Description of the task ::
Continue the guide to running IPython Parallel from Jupyter Notebook, starting right after its last sentence.

You will run IPython on the backend and run it from the Jupyter Notebook. The following describes how to execute the command.

7.2.1. Starting IPython Parallel

You create the following batch file. Please refer to the batch file created in Creating a batch file. The -n option specifies the parallel number (number of compute nodes).

~/example/ipython.job
#!/usr/bin/bash

#SBATCH -p Batch
#SBATCH -o test-ipy-%j # Output file name
#SBATCH -N 2 # Number of nodes allocated

ipcluster start -n 2 --engines=MPI --ip='*' --profile=example-profile

You submit the job. Open the output file and verify that startup is complete.

(qenv) [user1@fx-XX-XX-XX example]$ sbatch ipython.job
(qenv) [user1@fx-XX-XX-XX example]$
(qenv) [user1@fx-XX-XX-XX example]$ tail test-ipy-XXX
2022-03-29 11:27:24.656 [IPClusterStart] Starting ipcluster with [daemonize=False]
2022-03-29 11:27:25.759 [IPClusterStart] Starting 2 engines with <class 'ipyparallel.cluster.launcher.MPIEngineSetLauncher'>
2022-03-29 11:27:55.803 [IPClusterStart] Engines appear to have started successfully
If Engines appear to have started successfully appears, the boot is successful. It takes some time to start up.
When you finish the work, finish the submitted job referring to the following.
(qenv) [user1@fx-XX-XX-XX example]$ squeue # Get a list of running jobs
           JOBID PARTITION     NAME     USER ST       TIME  NODES NODELIST(REASON)
           10696     Batch ipython.     user1 R       0:18      2 fx-01-10-[04-05]
           10694 Interacti interact     user1 R       0:24      2 fx-01-12-[00-01]
(qenv) [user1@fx-XX-XX-XX example]$ scancel 10696 # ipython.jobのJOBID

7.2.2. Starting Jupyter Notebook

You start Jupyter Notebook after ipcluster has finished booting.

(qenv) [user1@fx-XX-XX-XX example]$
(qenv) [user1@fx-XX-XX-XX example]$ jupyter notebook --ip='*'
# If you want to use JupyterLab, run jupyter lab instead of jupyter notebook.

When Jupyter Notebook is started, the following message is displayed.

To access the notebook, open this file in a browser:
    file:///home/user3/.local/share/jupyter/runtime/nbserver-40491-open.html
Or copy and paste one of these URLs:
    http://localhost:8888/?token=2c9932ac7b7b813b925e460035903e21ed48394a8614348a
 or http://127.0.0.1:8888/?token=2c9932ac7b7b813b925e460035903e21ed48394a8614348a

If you open the URL http://127.0.0.1:8888/?token shown here in a browser, the Jupyter Notebook will be displayed.

../_images/notebook.png

7.2.3. Working with Jupyter Notebook

Create a new Python3 file.

../_images/newfile.png

Create a cell in the open notebook and run it as follows.

Available data ::
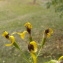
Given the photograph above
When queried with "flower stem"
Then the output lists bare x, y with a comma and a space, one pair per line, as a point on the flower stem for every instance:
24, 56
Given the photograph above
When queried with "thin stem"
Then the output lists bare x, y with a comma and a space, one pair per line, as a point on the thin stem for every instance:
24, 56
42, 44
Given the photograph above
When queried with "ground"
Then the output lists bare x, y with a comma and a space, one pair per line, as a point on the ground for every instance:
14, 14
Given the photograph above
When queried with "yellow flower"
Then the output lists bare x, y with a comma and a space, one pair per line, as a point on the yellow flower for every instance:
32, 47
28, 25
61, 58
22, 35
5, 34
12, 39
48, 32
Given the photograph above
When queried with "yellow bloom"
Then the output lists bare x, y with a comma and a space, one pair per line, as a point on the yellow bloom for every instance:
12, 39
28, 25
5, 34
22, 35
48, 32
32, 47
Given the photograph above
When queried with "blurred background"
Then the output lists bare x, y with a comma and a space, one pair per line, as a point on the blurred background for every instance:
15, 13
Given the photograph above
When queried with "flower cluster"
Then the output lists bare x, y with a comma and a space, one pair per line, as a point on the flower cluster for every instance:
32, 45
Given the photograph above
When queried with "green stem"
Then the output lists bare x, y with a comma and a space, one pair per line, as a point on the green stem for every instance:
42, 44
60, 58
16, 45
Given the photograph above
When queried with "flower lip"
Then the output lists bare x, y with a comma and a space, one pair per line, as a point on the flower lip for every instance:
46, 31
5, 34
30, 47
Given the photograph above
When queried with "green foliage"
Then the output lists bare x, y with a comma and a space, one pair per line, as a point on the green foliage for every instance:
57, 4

* * *

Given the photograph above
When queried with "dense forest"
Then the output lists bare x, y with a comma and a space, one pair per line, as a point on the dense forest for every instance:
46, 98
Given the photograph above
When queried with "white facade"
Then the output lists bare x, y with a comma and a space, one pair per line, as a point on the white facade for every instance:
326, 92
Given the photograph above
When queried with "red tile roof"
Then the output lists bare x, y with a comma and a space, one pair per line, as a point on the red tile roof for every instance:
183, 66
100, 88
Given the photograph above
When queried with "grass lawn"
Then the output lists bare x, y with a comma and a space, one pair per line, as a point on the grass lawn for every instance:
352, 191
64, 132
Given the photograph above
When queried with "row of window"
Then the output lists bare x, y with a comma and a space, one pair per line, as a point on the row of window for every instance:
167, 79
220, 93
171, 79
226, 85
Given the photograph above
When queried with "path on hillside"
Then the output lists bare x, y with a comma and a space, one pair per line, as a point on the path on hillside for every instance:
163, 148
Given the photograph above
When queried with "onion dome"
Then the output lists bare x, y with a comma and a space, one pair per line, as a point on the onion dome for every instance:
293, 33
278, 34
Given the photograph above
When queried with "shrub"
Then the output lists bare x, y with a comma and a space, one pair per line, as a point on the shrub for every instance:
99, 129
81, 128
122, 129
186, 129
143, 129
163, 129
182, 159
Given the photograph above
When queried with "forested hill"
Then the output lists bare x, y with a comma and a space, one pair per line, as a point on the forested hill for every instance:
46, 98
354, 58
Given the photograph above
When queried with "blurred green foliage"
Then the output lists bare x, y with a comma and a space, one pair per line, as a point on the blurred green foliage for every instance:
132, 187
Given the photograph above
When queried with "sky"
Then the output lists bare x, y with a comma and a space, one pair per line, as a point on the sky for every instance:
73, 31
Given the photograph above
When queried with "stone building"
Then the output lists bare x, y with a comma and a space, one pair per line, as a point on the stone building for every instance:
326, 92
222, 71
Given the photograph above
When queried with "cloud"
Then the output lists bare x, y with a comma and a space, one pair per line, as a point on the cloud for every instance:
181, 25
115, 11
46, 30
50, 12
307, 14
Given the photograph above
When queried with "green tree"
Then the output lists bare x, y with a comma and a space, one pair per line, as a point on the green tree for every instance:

==

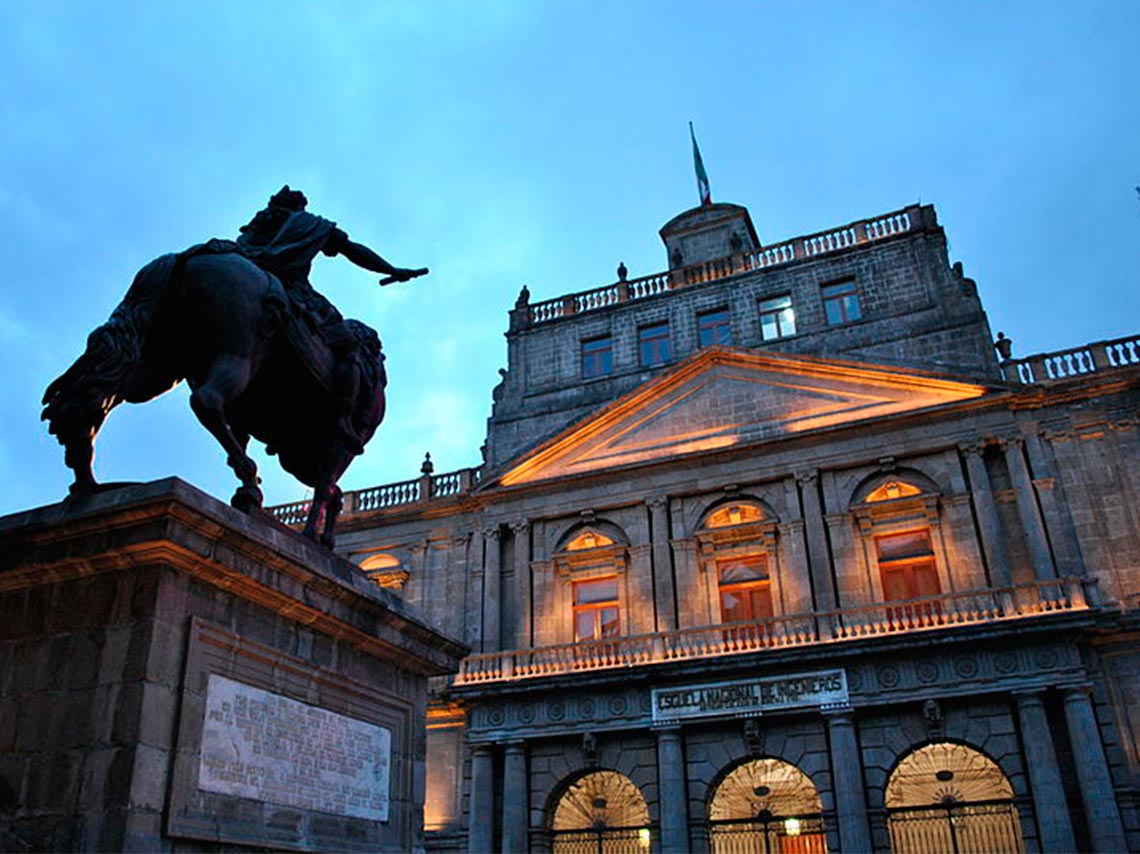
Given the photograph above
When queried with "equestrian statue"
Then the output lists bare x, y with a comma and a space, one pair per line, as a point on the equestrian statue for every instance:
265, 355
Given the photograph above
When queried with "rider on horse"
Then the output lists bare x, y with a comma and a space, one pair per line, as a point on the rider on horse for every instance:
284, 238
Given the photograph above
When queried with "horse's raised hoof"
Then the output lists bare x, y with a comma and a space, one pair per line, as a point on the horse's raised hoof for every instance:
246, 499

Your response ::
import ipyparallel as ipp
rc = ipp.Client(profile='example-profile') #Profile name set in "Preparing IPython configuration files"
# Execution of this cell is mandatory because it contains the definition of %%px which will be used after.
../_images/jupyter1.png
Create a new cell and execute it as follows.
This confirms that MPI is running parallel processing.
%%px
# %%px is a magic comment for MPI parallelism
from mpi4py import MPI

comm = MPI.COMM_WORLD
rank = comm.Get_rank()
size = comm.Get_size()
name = MPI.Get_processor_name()

print(f"name = {name} : rank = {rank} : size = {size}")
print("finish.")
../_images/jupyter2.png
Whenever you write a program that uses MPI for parallel processing, write %%px .
(Please refer to the ipyparallel documentation for more details on %%px.)

You can run a quantum program using mpiQulacs by writing the following in the cell.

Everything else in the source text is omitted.